▸ Saved entries:
++++++++++++++++++++
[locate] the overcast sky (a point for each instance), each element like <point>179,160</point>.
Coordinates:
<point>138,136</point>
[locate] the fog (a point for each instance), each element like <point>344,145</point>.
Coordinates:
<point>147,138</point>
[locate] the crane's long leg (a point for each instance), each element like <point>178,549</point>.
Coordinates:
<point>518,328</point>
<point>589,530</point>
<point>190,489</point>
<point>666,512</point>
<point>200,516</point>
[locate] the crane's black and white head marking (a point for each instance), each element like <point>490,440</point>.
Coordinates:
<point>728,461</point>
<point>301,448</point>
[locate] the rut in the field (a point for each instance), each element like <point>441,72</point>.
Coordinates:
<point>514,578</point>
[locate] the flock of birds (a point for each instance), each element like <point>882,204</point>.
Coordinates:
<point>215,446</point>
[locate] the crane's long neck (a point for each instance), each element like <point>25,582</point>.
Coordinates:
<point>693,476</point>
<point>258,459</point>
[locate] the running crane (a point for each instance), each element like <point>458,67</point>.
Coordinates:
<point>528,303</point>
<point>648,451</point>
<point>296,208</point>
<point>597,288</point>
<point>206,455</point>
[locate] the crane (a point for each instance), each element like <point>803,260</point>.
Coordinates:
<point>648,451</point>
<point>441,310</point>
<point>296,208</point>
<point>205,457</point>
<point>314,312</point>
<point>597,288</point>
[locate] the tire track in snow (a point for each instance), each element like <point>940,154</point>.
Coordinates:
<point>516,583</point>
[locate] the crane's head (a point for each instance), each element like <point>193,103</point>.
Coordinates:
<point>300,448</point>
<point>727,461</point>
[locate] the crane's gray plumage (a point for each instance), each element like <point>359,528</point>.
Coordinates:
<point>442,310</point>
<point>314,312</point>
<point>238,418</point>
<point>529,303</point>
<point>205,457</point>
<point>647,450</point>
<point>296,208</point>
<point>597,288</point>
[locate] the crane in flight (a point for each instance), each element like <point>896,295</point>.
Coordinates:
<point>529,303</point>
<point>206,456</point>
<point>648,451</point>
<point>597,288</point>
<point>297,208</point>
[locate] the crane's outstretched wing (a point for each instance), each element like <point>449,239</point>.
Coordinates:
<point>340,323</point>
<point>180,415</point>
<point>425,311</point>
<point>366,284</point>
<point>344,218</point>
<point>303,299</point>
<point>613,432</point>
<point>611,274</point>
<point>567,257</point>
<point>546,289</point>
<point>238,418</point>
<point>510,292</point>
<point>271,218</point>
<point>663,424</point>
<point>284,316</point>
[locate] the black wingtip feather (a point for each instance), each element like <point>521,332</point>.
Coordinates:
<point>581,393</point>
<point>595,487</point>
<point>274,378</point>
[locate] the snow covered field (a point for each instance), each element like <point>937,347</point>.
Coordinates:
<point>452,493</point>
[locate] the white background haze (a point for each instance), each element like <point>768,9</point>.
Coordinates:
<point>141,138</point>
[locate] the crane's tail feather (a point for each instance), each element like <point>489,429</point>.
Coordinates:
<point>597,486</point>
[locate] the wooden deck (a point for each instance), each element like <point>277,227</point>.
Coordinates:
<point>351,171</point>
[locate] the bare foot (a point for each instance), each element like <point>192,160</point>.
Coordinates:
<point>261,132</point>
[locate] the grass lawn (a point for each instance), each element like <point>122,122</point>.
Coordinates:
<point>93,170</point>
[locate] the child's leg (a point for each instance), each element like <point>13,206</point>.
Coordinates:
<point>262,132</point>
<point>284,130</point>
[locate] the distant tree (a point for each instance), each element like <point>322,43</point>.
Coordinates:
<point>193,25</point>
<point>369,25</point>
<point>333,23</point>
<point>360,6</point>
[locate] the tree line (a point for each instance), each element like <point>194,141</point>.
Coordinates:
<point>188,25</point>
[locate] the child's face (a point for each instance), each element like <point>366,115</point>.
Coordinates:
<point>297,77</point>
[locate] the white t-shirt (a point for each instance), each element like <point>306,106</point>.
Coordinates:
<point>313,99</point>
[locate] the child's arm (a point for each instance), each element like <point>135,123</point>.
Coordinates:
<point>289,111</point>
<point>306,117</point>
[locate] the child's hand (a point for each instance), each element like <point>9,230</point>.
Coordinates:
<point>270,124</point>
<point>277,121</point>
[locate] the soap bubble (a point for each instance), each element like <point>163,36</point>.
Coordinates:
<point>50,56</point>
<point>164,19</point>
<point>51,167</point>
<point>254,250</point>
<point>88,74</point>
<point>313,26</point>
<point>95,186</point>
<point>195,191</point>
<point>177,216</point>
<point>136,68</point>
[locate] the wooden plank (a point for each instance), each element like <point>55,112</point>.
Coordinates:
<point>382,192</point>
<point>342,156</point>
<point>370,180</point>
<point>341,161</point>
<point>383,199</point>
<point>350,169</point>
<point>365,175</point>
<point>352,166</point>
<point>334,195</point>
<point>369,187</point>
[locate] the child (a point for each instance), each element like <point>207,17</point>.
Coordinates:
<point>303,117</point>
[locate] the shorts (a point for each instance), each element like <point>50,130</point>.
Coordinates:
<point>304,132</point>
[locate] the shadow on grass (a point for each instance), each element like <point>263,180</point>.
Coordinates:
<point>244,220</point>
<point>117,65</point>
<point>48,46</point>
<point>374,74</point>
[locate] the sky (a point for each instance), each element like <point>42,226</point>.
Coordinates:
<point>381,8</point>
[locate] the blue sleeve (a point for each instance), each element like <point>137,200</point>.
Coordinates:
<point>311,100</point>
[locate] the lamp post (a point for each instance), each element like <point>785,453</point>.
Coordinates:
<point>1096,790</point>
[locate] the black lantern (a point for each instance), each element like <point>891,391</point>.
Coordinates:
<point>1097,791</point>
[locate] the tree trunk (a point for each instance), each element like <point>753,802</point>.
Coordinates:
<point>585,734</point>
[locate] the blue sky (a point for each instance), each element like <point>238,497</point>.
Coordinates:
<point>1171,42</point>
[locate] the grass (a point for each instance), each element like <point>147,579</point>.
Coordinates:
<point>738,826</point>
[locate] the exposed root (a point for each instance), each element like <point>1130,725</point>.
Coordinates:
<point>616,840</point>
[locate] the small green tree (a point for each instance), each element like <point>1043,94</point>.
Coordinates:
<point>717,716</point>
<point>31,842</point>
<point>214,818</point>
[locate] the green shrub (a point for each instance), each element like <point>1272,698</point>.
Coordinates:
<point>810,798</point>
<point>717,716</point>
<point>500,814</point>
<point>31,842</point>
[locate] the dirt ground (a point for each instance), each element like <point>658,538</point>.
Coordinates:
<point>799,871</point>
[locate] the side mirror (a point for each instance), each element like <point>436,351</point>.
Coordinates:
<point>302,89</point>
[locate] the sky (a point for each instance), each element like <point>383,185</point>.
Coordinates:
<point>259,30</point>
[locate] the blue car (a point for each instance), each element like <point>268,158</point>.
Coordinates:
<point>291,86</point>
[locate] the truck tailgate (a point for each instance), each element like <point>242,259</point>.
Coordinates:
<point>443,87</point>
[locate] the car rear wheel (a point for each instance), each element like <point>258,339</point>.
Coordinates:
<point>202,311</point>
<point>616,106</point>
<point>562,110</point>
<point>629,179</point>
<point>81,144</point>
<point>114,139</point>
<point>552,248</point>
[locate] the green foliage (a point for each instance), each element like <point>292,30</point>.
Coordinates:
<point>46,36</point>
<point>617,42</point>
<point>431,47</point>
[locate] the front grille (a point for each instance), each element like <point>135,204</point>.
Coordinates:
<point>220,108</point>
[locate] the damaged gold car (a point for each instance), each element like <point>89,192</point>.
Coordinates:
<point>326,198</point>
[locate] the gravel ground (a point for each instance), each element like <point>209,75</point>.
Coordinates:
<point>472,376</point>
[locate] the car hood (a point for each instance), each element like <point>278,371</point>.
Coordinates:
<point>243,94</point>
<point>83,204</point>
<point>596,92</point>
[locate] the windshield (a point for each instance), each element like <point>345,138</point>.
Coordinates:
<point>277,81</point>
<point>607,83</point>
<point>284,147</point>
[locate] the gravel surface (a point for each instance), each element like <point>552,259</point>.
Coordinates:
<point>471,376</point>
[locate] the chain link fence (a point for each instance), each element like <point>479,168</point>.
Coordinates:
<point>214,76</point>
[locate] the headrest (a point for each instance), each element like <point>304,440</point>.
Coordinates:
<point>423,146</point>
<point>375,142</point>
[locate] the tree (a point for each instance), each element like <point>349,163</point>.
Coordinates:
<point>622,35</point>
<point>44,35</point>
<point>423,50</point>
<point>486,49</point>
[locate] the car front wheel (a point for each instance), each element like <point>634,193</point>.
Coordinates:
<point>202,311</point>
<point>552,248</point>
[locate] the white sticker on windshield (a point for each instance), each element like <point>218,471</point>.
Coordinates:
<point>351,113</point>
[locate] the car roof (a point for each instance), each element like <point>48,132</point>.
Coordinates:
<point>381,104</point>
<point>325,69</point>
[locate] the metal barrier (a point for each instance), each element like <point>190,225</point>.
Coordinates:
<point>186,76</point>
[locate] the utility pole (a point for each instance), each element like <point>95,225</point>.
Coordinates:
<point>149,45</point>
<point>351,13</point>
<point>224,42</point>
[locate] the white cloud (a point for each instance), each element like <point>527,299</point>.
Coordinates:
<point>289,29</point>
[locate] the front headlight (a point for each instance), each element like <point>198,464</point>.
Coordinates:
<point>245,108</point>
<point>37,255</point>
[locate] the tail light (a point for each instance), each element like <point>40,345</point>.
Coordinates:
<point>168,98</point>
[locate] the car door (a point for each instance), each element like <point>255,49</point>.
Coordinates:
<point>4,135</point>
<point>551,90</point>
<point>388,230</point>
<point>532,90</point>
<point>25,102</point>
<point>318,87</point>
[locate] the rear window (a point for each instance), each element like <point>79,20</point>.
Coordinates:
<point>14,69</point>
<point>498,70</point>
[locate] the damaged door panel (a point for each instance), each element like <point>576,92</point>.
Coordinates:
++++++++++++++++++++
▸ Problem to solve: Which lines of the data contain "blue"? Copy them all.

▸ The completed task:
[locate] the blue sleeve (a point for each instance), each element like <point>137,200</point>.
[locate] the blue sky (a point for each instance), each element like <point>238,497</point>.
[locate] the blue car (a point for each instance), each element like <point>268,158</point>.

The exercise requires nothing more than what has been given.